• Brief:
The task calls for every entry to be printed word for word, without the images.

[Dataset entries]
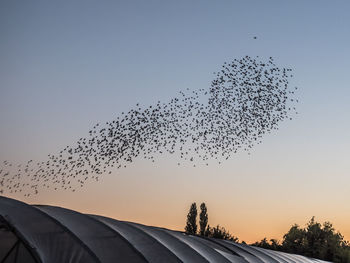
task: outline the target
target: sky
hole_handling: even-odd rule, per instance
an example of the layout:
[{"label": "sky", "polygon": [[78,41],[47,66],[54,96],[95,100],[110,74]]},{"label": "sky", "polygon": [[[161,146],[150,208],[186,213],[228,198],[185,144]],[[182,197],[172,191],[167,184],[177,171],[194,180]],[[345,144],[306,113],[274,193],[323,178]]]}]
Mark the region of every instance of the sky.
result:
[{"label": "sky", "polygon": [[315,216],[350,240],[349,11],[325,0],[1,1],[0,161],[46,160],[136,103],[208,88],[246,55],[292,68],[300,100],[251,155],[192,167],[164,154],[75,193],[7,196],[177,230],[205,202],[210,225],[246,242]]}]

• Completed task:
task: outline the target
target: sky
hole_handling: even-odd rule, per instance
an example of the layout:
[{"label": "sky", "polygon": [[78,41],[47,66],[54,96],[95,100],[110,74]]},{"label": "sky", "polygon": [[[161,146],[150,208],[186,213],[228,198],[185,144]],[[182,197],[172,191],[167,184],[177,171],[194,180]],[[345,144],[306,113],[274,193],[323,178]]]}]
Mark the region of every instance of the sky.
result:
[{"label": "sky", "polygon": [[315,216],[350,240],[349,11],[325,0],[1,1],[0,161],[46,160],[136,103],[208,88],[246,55],[292,68],[300,100],[251,155],[192,167],[164,154],[75,193],[7,196],[177,230],[205,202],[210,225],[246,242]]}]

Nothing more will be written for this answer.